Белов, поступив в Литературный институт им. А.М. Горького в возрасте 26 лет, впоследствии не раз рассуждал о драматизме для судьбы писателя такого рода задержек и ценности вовремя полученного образования:
Я, например, завидую по-хорошему и Кожинову, и Семанову, и Михайлову, всем, кто вовремя получил хорошее образование. А я не получил даже аттестата в свое время. А ведь я тоже когда-то мечтал об университете, тянулся к знаниям. Все должно к человеку вовремя приходить. <…> Как бы потом ни наверстывал, все равно до конца не наверстаешь[273].
В ответ на возражения критика Владимира Бондаренко, пытавшегося убедить Белова, что не «прекрасные городские интеллектуальные писатели»[274] Юрий Бондарев, Юрий Казаков или Георгий Семенов, а «деревенщики» стали подлинным литературным открытием, тот лишь сокрушенно добавлял, что рассуждает о «каких-то личных потерях и лишениях, которые и сейчас <…> чувствуются. Мешают добиться того, чего хотелось бы»[275].

Цель 1:
Объясните по отрывку, почему Белов по-хорошему завидовал Кожинову, Семанову и Михайлову. Уложитесь в одно–три предложения.
Отрывок и перечень никак не связаны между собой.

Фрагменты набора данных об указании на объекты
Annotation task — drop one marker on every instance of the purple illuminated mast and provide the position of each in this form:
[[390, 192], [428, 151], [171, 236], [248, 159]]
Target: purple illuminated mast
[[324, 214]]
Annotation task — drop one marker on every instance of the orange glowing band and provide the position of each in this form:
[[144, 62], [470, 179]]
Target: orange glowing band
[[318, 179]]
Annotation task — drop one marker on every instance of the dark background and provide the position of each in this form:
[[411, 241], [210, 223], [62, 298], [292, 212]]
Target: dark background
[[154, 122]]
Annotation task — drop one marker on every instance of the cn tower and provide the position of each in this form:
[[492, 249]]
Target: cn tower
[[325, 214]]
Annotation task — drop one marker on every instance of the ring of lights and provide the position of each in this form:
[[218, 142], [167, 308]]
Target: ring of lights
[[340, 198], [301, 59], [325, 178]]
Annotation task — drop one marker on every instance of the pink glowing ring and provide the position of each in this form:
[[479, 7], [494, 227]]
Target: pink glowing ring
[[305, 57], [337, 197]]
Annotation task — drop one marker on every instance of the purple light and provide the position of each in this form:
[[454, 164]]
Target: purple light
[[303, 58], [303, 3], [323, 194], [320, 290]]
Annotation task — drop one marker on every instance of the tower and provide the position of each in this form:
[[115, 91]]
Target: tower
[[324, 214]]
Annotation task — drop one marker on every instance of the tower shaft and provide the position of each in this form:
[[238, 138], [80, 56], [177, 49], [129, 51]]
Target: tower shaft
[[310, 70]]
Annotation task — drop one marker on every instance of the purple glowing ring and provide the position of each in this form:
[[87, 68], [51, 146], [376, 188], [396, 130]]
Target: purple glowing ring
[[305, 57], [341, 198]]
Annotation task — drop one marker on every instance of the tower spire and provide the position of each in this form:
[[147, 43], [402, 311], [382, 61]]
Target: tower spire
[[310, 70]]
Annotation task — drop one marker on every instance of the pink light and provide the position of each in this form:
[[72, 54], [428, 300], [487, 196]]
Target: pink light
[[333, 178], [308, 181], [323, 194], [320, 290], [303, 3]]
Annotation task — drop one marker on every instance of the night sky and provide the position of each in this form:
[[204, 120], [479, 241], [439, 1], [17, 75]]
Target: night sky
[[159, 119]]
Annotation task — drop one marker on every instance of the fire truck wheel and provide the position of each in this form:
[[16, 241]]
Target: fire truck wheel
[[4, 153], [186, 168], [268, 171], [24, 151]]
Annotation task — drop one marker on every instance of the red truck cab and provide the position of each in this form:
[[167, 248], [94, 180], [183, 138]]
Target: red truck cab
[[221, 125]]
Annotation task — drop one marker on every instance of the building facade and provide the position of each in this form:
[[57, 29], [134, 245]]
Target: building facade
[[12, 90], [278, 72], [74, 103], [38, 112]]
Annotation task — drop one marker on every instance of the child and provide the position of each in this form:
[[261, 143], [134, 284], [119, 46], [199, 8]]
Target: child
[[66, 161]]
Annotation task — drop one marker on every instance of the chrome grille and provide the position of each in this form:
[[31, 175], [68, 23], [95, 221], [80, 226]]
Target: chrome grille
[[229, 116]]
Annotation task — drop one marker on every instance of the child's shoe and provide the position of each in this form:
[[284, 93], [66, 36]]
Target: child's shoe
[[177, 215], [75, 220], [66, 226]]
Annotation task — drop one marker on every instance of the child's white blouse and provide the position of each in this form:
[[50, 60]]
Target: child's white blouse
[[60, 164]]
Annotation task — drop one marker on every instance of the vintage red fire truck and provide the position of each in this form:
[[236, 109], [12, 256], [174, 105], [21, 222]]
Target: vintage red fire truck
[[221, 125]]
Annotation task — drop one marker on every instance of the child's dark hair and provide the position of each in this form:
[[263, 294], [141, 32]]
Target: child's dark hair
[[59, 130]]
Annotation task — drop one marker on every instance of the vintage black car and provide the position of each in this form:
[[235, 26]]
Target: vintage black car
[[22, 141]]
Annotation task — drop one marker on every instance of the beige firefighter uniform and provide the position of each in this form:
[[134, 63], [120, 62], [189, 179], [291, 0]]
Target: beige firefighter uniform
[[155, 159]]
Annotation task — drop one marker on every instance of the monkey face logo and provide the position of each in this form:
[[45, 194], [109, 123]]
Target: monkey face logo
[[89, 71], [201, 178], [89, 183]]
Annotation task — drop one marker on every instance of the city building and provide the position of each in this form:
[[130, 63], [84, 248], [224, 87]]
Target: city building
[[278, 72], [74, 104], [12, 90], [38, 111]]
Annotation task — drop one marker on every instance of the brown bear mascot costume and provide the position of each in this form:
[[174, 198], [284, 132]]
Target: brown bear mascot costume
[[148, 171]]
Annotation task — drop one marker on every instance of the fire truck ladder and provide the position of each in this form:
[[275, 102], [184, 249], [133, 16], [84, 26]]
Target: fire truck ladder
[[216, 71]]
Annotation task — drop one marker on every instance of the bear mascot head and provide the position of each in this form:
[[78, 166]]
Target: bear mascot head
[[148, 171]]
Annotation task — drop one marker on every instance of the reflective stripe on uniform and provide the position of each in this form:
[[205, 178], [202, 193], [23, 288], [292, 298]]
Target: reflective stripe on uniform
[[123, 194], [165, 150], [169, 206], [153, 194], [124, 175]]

Цель 2:
Выведите нумерованным списком строки перечня, начиная с самой первой его строки и заканчивая строкой, в которой стоит «[[325, 214]]», включая обе крайние. Пустые строки пропустите.

Ответ к заданию 1:
Белов завидовал им потому, что они вовремя получили хорошее образование, а сам он в свое время не получил даже аттестата, хотя мечтал об университете и тянулся к знаниям. Он считал, что все должно приходить к человеку вовремя, а упущенное потом до конца не наверстать.

Ответ к заданию 2:
1. Annotation task — drop one marker on every instance of the purple illuminated mast and provide the position of each in this form:
2. [[390, 192], [428, 151], [171, 236], [248, 159]]
3. Target: purple illuminated mast
4. [[324, 214]]
5. Annotation task — drop one marker on every instance of the orange glowing band and provide the position of each in this form:
6. [[144, 62], [470, 179]]
7. Target: orange glowing band
8. [[318, 179]]
9. Annotation task — drop one marker on every instance of the dark background and provide the position of each in this form:
10. [[411, 241], [210, 223], [62, 298], [292, 212]]
11. Target: dark background
12. [[154, 122]]
13. Annotation task — drop one marker on every instance of the cn tower and provide the position of each in this form:
14. [[492, 249]]
15. Target: cn tower
16. [[325, 214]]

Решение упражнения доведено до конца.